■ DO THIS:
Each entry has to be copied exactly, with nothing missed.

---- TASK DATA

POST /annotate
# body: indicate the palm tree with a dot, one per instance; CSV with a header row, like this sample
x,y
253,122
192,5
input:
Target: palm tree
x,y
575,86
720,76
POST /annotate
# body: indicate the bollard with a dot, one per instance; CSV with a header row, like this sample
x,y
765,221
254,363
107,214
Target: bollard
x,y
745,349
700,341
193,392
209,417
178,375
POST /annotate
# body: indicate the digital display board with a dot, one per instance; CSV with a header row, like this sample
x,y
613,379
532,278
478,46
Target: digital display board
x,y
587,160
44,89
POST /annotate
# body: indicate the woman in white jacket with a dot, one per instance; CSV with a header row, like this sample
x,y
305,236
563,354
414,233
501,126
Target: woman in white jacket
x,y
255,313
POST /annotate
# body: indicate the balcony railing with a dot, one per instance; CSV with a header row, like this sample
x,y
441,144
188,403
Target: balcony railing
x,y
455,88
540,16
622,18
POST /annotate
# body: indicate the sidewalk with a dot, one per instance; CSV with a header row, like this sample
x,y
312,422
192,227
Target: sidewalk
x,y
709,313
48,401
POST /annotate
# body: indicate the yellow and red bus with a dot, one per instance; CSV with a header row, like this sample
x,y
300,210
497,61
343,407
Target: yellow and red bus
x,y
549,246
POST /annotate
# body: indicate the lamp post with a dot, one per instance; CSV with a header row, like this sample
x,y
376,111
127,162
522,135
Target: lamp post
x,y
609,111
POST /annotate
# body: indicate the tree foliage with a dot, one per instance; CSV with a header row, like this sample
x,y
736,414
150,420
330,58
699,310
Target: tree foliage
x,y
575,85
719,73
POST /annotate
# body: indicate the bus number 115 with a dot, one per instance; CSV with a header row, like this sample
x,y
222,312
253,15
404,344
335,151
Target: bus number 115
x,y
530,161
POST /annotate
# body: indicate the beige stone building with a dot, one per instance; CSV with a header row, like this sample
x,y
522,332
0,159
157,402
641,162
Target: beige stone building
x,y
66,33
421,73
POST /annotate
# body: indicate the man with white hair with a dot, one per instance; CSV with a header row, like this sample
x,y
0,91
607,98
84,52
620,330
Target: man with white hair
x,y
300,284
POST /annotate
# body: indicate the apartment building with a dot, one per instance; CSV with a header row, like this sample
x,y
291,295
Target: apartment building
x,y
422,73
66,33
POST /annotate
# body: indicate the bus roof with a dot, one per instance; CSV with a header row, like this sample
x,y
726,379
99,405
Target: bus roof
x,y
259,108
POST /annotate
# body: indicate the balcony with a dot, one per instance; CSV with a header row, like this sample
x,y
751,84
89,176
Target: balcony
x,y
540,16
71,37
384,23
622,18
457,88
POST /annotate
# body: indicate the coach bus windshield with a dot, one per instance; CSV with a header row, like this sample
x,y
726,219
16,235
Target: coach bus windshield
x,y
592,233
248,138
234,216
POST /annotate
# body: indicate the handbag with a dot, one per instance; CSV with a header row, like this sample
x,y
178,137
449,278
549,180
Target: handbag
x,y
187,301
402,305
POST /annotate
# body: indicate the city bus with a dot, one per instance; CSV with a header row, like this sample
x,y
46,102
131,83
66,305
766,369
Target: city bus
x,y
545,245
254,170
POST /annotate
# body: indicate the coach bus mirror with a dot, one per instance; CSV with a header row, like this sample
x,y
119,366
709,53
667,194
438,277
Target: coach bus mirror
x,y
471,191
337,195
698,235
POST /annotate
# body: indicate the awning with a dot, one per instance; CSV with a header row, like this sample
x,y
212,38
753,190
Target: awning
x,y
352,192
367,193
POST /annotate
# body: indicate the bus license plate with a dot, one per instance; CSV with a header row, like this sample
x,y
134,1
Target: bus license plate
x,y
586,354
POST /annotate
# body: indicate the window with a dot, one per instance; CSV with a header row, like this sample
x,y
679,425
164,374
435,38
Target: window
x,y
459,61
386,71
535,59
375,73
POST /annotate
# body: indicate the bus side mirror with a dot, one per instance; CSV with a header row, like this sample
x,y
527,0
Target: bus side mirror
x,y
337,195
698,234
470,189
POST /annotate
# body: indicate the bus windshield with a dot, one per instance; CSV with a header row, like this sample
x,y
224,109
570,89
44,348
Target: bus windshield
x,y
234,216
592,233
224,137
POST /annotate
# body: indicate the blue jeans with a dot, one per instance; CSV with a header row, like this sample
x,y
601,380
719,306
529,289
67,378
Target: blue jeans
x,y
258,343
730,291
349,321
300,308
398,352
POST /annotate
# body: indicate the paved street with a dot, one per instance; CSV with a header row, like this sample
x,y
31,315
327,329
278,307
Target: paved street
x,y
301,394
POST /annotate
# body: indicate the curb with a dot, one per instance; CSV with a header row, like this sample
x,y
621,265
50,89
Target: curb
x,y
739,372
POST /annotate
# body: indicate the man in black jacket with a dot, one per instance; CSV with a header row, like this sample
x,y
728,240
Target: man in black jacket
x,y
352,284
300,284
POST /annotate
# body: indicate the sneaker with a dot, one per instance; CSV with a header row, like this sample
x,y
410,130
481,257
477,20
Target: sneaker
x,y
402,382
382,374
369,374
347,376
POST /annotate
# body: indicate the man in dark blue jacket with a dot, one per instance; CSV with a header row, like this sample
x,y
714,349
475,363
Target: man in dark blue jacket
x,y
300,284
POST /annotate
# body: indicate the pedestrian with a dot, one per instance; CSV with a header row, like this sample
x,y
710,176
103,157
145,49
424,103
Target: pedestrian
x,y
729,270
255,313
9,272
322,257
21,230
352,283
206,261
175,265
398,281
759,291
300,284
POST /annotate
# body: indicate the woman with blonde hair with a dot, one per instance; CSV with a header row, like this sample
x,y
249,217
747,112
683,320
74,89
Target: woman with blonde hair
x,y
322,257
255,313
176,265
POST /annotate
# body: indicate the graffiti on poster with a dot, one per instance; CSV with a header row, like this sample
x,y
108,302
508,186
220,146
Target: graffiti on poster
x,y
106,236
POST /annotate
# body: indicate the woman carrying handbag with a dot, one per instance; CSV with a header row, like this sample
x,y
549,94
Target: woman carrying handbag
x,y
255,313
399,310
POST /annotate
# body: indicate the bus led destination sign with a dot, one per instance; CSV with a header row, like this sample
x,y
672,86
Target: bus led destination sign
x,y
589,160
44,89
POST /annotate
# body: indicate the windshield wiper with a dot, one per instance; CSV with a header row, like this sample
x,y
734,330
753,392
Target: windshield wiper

--------

■ RESPONSE BELOW:
POST /annotate
# body: indicate the palm tree with a dot, one per instance; CSV with a header row, like this sample
x,y
253,122
192,5
input:
Target: palm tree
x,y
575,86
720,76
POST /annotate
# body: indicate the bollard with a dot, one per instance; CSV with a header row, like this sample
x,y
765,221
254,363
107,214
Target: bollard
x,y
745,349
700,341
193,392
209,417
178,375
POST /annotate
# body: indicate the digital display board with a dot, one per instance; CSV with a header row, like this sample
x,y
613,379
532,278
478,46
Target: digital display board
x,y
587,160
44,89
POST /annotate
# body: indicate the woman in white jacket with a dot, one per instance; CSV with a header row, like this sample
x,y
305,236
563,354
414,233
501,126
Target: woman in white jacket
x,y
255,313
POST /annotate
# body: indicate the balcony railing with a dot, one per instance; CSV with a header row, like this sample
x,y
441,144
188,403
Target: balcony railing
x,y
455,88
540,16
622,18
POST /annotate
# body: indicate the sidewalk with a dot, one per instance; CSV with a header row, like this sample
x,y
312,422
192,227
Target: sidewalk
x,y
709,313
48,401
POST /annotate
# body: indicate the yellow and red bus with a dot, one per instance; CSV with a header row, like this sample
x,y
300,210
497,61
343,407
Target: yellow and red bus
x,y
549,246
POST /annotate
# body: indicate the lamp post with a dot, one per instance; CSV with a header row, like this sample
x,y
376,111
127,162
522,135
Target: lamp post
x,y
609,111
POST /annotate
# body: indicate the tree foliage with a dot, one per instance; CSV with a header row, like this sample
x,y
736,414
150,420
330,58
699,310
Target: tree foliage
x,y
575,85
719,73
POST /annotate
# body: indicate the bus number 115 with a dot, one per instance; CSV with a header row, like this sample
x,y
222,312
253,15
404,344
335,151
Target: bus number 115
x,y
530,161
POST /annotate
# body: indicate the beige stone building with a dot, one per instance; CSV with a header row, like this sample
x,y
522,332
0,159
157,402
641,162
Target: beige stone building
x,y
66,33
421,73
POST /annotate
# body: indicate the man with white hair with a dot, one per instance; CSV with a header row, like this sample
x,y
0,91
607,98
84,52
620,330
Target: man with white hair
x,y
300,284
POST /annotate
# body: indicate the apartment building with a dot, one per instance; CSV with a header row, like this sample
x,y
291,295
Target: apartment building
x,y
422,73
66,33
POST /annotate
# body: indicate the bus roof with a dot, one per instance; CSV with a header row, like this sample
x,y
726,379
99,405
Target: bus roof
x,y
259,108
POST /annotate
# body: indicate the balcony with a dot, one per instance; CSV with a header row, like this sample
x,y
751,84
89,176
Target: balcony
x,y
540,16
71,37
384,23
622,18
457,88
POST /annotate
# body: indicate the coach bus windshield with a dot, one per instance; CSV with a header row, like this sample
x,y
726,219
16,235
Target: coach bus windshield
x,y
592,233
248,138
234,216
POST /annotate
# body: indicate the handbag with a dot, one per instance; CSV with a header row, like this sample
x,y
178,137
449,278
549,180
Target: handbag
x,y
187,301
402,305
POST /annotate
# body: indicate the city bus with a dot, one per instance; CSV with a header row, like this sample
x,y
46,102
131,83
66,305
766,369
Target: city bus
x,y
545,245
254,170
POST /annotate
# body: indicate the coach bus mirror with a dot, one per instance; CSV with a header row, like this sample
x,y
119,366
709,53
667,194
438,277
Target: coach bus mirror
x,y
471,191
337,195
698,235
POST /annotate
# body: indicate the awning with a dot, one per instance; CSV with a header row, like this sample
x,y
212,38
753,190
Target: awning
x,y
352,192
367,193
POST /annotate
# body: indicate the bus license plate with a dot, one per instance; CSV with a header row, like this sample
x,y
134,1
Target: bus license plate
x,y
586,354
POST /annotate
# body: indicate the window with a dot, one per instance; CSV with a header row, like this sample
x,y
679,425
164,374
435,38
Target: window
x,y
459,61
386,71
535,59
375,73
POST /annotate
# body: indicate the bus side mirror with a dot, one per instance; CSV with a header row, like this sample
x,y
527,0
Target: bus side mirror
x,y
337,195
698,234
470,189
POST /annotate
# body: indicate the bus windshield with a dot, one per instance; CSV with a header row, like this sample
x,y
224,109
570,89
44,348
Target: bus windshield
x,y
234,216
592,233
224,137
POST /annotate
# body: indicate the blue jeans with a dot, one per instance; CSV with a header row, like this sample
x,y
601,380
719,306
529,289
67,378
Target: blue jeans
x,y
258,343
730,291
349,321
300,308
398,352
POST /annotate
# body: indicate the paved street with a dot, one per instance; CSV with a header row, like this sample
x,y
31,315
327,329
278,307
Target: paved street
x,y
301,394
POST /annotate
# body: indicate the curb with a dot, one per instance; CSV with a header row, like this sample
x,y
621,265
50,89
Target: curb
x,y
739,372
POST /annotate
# body: indicate the man in black jacket with a dot, one per instance; CSV with a header row, like this sample
x,y
728,240
Target: man in black jacket
x,y
352,284
300,284
POST /annotate
# body: indicate the sneaker with a dot, one per instance; CSV with a header row, like this sample
x,y
410,130
481,257
477,20
Target: sneaker
x,y
402,382
382,374
369,374
347,376
POST /annotate
# body: indicate the man in dark blue jacket with a dot, one per instance; CSV with a header row, like this sample
x,y
714,349
475,363
Target: man in dark blue jacket
x,y
300,284
POST /annotate
# body: indicate the pedestrian with a dot, one per instance; CSV with a header row, like this sample
x,y
710,176
103,157
145,49
424,103
Target: pedestrian
x,y
729,270
255,313
9,272
322,257
21,230
352,283
206,261
175,265
398,281
759,291
300,284
POST /annotate
# body: indicate the woman with blonde hair with a dot, one per instance; CSV with a header row, like this sample
x,y
249,217
747,112
683,320
74,89
Target: woman with blonde hair
x,y
322,257
255,313
176,265
POST /annotate
# body: indicate the graffiti on poster with a dot, one per instance; CSV with a header row, like this sample
x,y
108,302
508,186
220,146
Target: graffiti on poster
x,y
106,236
POST /annotate
# body: indicate the woman carrying handbag with a dot, one per instance; CSV with a header row, like this sample
x,y
549,94
Target: woman carrying handbag
x,y
255,313
399,310
POST /annotate
# body: indicate the bus led destination sign with a dot, one per instance; CSV with a header row, like this sample
x,y
672,86
Target: bus led destination sign
x,y
589,160
44,89
POST /annotate
# body: indicate the windshield wiper with a dot, one per instance; CSV with a header row, like this sample
x,y
734,330
753,392
Target: windshield wiper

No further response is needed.